### Provided records
○ ○ ○ ○ ○
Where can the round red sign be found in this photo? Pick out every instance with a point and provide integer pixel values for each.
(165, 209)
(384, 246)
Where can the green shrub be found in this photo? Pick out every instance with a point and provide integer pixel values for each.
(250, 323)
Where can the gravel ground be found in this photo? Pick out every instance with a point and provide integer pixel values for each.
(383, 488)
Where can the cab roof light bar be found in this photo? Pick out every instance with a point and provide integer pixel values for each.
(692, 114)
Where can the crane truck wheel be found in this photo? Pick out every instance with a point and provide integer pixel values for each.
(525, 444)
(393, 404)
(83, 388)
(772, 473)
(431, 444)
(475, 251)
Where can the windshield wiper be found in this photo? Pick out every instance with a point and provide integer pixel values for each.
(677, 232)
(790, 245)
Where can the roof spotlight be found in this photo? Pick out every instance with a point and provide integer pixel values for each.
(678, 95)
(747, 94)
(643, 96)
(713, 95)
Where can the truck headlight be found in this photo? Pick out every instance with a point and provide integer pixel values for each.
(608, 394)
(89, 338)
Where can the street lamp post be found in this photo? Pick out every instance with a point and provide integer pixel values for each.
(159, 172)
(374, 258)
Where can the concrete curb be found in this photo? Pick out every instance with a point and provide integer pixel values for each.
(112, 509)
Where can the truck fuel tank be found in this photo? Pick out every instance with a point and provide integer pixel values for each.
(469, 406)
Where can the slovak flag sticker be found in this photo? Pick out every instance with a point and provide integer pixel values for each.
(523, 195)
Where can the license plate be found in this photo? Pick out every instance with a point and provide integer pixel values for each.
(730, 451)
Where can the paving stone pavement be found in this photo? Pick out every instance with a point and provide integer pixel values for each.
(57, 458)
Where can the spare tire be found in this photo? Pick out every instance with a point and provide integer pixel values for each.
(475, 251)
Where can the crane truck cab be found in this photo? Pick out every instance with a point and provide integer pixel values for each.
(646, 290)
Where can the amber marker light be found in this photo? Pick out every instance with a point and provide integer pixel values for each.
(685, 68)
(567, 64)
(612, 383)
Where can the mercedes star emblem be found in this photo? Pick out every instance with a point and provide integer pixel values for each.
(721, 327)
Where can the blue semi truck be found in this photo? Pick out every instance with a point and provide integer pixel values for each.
○ ○ ○ ○ ○
### Aim of the task
Every entry above should be retyped exactly as shown.

### Worked solution
Where can the round red sign be found in this photo? Pick out every instance with a point and provide integer pixel values for each.
(165, 209)
(384, 246)
Where can the green shrub be found in this photo? Pick out every instance with a point and provide integer pixel values for each.
(250, 323)
Where can the gravel ground be found in this photo? Pick out every instance with a point and provide integer pixel values for each.
(383, 488)
Where can the cab roof light bar be found in this photo? Pick out every instance with a point and provide integer pixel values for each.
(692, 114)
Where can the crane truck wheel be found in this photo? Pick out every instance with a point and provide integer pixel values for each.
(525, 444)
(393, 404)
(83, 388)
(772, 473)
(431, 444)
(475, 251)
Where can the windshield wiper be found in this photo? Pick out every instance with a point and provide integer pixel values for each.
(677, 232)
(790, 245)
Where can the roof spotlight be found in this photo? Pick out every instance with a point and provide integer pixel values for each.
(678, 95)
(747, 94)
(643, 96)
(713, 95)
Where can the truck headlight be found in this photo? Pick out every instance with a point and provide integer pixel values for each.
(608, 394)
(89, 338)
Where can the street lamp post be found in this photo? Pick out every instance with a point and provide integer pixel values for each.
(159, 172)
(374, 258)
Where can the concrete curb be found in this photo? Pick out every instance with a point and provide integer pixel values for each.
(112, 509)
Where can the truck fuel tank be found in this photo? Pick out every instance with a point and provide integer pixel values for each.
(469, 406)
Where can the slovak flag sticker be found in this photo? Pick out every instance with a point and provide integer pixel values for each.
(523, 195)
Where can the license plate be found in this photo? Pick out every instance with a point and provide integer pixel values for each.
(730, 451)
Where can the paving stone pavement be found in this photo? Pick out every instance with a point and provide integer pixel values for each.
(57, 458)
Where can the spare tire be found in this photo? Pick out every instance with a point and provide integer pixel values for each.
(475, 251)
Where can the crane truck cab be found in this photo? Pick out every instance with a point and provide integer pixel values for each.
(646, 290)
Where can the amber marker light be found in this photo? Pick out every instance with a point and provide integer pixel values for each.
(685, 68)
(567, 64)
(612, 383)
Where can the mercedes star emblem be found in this photo? Pick out every instance with a point and provide integer pixel values for each.
(721, 327)
Where can the blue semi truck be found in this photo? Pick out every instance with a point and provide integer pixel values for each.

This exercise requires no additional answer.